Document segment »
[llvm] r237266 - [Hexagon] Generate loop1 instruction for nested loops

[Brendon Cahoon]

Author: bcahoon
Date: Wed May 13 12:56:03 2015
New Revision: 237266

URL: http://llvm.org/viewvc/llvm-project?rev=237266&view=rev
Log:
[Hexagon] Generate loop1 instruction for nested loops

loop1 is for the outer loop and loop0 is for the inner loop.

Differential Revision: http://reviews.llvm.org/D9680

Added:
    llvm/trunk/test/CodeGen/Hexagon/hwloop-loop1.ll
Modified:
    llvm/trunk/lib/Target/Hexagon/HexagonHardwareLoops.cpp

Modified: llvm/trunk/lib/Target/Hexagon/HexagonHardwareLoops.cpp
URL: http://llvm.org/viewvc/llvm-project/llvm/trunk/lib/Target/Hexagon/HexagonHardwareLoops.cpp?rev=237266&r1=237265&r2=237266&view=diff
==============================================================================
--- llvm/trunk/lib/Target/Hexagon/HexagonHardwareLoops.cpp (original)

Set problem » Continue the LLVM commit email about generating loop1 instructions for nested Hexagon loops from where it stops.

Data shown »
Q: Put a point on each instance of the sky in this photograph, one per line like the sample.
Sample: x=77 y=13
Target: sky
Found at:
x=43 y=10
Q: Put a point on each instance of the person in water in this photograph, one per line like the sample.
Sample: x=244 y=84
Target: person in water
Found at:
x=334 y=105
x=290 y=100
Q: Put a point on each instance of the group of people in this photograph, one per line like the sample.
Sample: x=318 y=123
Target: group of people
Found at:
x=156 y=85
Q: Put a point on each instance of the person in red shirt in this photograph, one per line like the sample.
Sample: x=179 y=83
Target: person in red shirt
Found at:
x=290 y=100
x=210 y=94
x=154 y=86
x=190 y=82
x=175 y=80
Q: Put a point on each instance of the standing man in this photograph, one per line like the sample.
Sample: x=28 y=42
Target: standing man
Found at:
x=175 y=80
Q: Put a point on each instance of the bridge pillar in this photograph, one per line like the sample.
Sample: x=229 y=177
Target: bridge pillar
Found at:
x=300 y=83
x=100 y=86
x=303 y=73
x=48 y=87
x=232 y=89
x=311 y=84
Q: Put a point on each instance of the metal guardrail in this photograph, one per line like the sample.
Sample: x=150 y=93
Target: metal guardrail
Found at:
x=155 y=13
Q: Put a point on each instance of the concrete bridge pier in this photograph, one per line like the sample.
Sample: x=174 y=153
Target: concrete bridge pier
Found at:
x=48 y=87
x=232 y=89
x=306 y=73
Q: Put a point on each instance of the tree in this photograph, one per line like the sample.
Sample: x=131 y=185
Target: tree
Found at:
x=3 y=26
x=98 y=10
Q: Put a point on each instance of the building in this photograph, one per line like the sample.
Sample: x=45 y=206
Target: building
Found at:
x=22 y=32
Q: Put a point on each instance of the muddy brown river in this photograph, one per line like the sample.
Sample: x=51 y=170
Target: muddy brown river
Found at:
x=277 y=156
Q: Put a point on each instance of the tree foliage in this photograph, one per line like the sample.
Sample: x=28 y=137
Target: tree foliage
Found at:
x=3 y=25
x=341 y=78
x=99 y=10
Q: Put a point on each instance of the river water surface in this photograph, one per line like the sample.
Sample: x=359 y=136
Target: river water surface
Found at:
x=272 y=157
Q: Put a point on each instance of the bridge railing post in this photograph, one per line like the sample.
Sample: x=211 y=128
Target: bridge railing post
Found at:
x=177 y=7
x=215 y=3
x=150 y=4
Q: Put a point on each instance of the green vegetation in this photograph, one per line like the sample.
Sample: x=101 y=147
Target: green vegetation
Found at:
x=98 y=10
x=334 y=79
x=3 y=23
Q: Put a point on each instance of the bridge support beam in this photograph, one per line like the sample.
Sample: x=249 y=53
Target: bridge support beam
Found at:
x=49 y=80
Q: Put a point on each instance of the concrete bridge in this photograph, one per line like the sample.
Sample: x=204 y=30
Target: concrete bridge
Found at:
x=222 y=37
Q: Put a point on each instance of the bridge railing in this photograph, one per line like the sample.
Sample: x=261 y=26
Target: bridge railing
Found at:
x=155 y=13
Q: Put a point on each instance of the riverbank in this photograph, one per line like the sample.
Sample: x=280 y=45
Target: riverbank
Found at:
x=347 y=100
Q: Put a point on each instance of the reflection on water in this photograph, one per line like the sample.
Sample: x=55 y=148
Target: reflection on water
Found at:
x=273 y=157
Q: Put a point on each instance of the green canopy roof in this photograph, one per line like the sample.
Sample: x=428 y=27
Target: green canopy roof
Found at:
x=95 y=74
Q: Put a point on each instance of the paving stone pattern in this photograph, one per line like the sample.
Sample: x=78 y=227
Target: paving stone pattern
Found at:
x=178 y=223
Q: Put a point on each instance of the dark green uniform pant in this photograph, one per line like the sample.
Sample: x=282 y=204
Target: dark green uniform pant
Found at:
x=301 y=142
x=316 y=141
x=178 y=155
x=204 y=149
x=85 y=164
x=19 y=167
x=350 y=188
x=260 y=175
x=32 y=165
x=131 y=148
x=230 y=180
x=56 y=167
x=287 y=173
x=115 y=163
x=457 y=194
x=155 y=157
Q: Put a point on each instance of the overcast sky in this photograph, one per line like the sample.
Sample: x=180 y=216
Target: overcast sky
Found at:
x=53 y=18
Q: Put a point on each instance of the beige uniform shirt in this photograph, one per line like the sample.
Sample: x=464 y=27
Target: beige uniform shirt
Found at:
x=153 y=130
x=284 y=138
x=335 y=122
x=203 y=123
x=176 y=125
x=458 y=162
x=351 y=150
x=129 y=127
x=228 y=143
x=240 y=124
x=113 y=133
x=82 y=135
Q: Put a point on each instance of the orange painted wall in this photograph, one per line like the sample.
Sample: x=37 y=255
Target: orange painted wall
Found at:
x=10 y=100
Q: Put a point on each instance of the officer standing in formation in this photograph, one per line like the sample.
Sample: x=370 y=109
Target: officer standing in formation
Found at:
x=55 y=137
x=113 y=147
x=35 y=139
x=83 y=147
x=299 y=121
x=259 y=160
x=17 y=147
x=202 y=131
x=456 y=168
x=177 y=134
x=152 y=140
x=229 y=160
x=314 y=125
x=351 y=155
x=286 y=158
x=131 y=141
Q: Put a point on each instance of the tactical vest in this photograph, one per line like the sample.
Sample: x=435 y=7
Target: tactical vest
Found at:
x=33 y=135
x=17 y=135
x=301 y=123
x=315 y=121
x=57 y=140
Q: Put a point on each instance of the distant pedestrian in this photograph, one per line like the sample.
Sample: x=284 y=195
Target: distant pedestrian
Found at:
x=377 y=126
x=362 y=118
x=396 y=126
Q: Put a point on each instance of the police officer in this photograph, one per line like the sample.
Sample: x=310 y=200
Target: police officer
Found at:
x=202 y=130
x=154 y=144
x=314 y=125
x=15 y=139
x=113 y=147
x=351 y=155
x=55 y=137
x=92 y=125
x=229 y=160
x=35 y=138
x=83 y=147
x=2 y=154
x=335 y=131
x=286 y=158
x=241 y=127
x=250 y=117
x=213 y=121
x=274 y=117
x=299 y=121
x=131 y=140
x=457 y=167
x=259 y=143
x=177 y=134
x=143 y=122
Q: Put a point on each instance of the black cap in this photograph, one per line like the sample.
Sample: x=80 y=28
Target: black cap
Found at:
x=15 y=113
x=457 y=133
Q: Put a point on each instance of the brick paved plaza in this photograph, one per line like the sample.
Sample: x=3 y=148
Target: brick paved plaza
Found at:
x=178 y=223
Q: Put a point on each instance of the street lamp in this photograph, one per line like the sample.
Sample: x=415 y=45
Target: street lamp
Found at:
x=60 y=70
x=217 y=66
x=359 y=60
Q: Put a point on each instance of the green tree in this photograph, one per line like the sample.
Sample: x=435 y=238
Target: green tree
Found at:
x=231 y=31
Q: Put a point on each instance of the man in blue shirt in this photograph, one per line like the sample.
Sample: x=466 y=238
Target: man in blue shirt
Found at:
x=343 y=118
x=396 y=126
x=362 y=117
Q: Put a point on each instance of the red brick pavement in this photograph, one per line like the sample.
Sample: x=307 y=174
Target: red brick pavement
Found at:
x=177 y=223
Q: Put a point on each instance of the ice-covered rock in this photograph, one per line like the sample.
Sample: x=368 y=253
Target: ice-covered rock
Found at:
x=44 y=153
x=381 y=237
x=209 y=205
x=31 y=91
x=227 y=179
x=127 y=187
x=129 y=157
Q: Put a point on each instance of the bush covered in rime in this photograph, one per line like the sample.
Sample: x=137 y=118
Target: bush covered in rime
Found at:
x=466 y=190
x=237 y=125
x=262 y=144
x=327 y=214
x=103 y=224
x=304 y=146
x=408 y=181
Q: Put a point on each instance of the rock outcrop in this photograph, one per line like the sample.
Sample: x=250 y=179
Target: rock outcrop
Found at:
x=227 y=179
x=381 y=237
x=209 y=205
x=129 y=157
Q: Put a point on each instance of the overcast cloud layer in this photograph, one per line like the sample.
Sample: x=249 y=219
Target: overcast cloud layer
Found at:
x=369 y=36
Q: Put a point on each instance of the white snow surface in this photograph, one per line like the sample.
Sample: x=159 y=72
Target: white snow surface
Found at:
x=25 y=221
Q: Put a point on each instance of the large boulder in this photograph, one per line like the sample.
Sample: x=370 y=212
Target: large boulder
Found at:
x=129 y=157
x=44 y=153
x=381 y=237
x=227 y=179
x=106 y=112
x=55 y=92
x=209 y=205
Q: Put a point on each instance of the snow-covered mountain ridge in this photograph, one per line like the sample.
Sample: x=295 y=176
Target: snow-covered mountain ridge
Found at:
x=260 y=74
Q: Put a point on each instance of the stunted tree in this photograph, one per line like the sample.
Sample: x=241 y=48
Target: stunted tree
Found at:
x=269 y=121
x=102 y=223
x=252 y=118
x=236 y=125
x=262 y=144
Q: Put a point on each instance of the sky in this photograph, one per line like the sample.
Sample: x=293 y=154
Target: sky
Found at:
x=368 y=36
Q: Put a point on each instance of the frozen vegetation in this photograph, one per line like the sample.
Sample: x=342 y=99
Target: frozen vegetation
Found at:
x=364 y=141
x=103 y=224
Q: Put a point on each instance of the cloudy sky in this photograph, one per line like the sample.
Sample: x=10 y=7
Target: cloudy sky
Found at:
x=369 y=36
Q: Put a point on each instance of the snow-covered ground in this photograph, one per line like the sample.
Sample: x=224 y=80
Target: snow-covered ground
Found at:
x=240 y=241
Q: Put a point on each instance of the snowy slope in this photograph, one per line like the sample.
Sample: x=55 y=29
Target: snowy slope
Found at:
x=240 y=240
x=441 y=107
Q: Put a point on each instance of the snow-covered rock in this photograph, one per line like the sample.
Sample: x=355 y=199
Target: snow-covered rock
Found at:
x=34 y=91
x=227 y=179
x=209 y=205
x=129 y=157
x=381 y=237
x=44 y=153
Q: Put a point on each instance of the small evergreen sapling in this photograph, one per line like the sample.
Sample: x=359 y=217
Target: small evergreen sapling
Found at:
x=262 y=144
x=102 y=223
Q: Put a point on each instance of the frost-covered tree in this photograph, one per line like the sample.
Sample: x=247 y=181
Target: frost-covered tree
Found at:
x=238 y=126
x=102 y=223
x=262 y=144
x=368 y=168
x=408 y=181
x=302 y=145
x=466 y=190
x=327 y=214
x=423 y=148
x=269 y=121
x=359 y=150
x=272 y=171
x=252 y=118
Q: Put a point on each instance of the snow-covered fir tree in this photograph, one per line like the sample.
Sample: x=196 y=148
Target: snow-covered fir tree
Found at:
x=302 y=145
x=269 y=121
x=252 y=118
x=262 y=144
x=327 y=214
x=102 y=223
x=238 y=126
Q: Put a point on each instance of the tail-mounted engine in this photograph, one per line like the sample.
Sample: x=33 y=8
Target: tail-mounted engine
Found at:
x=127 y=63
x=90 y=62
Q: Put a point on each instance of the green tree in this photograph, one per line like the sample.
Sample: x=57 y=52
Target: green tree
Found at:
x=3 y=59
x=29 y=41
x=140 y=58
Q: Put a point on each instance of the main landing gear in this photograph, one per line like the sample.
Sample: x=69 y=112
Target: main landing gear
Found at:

Output for this exercise »
+++ llvm/trunk/lib/Target/Hexagon/HexagonHardwareLoops.cpp Wed May 13 12:56:03 2015
@@ -159,7 +159,7 @@ namespace {
                                        MachineOperand *InitialValue,
                                        const MachineOperand *Endvalue,
                                        int64_t IVBump) const;
-    
+
     /// \brief Analyze the statements in a loop to determine if the loop
     /// has a computable trip count and, if so, return a value that represents
     /// the trip count expression.
@@ -179,15 +179,16 @@ namespace {
 
     /// \brief Return true if the instruction is not valid within a hardware
     /// loop.
-    bool isInvalidLoopOperation(const MachineInstr *MI) const;
+    bool isInvalidLoopOperation(const MachineInstr *MI,
+                                bool IsInnerHWLoop) const;
 
     /// \brief Return true if the loop contains an instruction that inhibits
     /// using the hardware loop.
-    bool containsInvalidInstruction(MachineLoop *L) const;
+    bool containsInvalidInstruction(MachineLoop *L, bool IsInnerHWLoop) const;
 
     /// \brief Given a loop, check if we can convert it to a hardware loop.
     /// If so, then perform the conversion and return true.
-    bool convertToHardwareLoop(MachineLoop *L);
+    bool convertToHardwareLoop(MachineLoop *L, bool &L0used, bool &L1used);
 
     /// \brief Return true if the instruction is now dead.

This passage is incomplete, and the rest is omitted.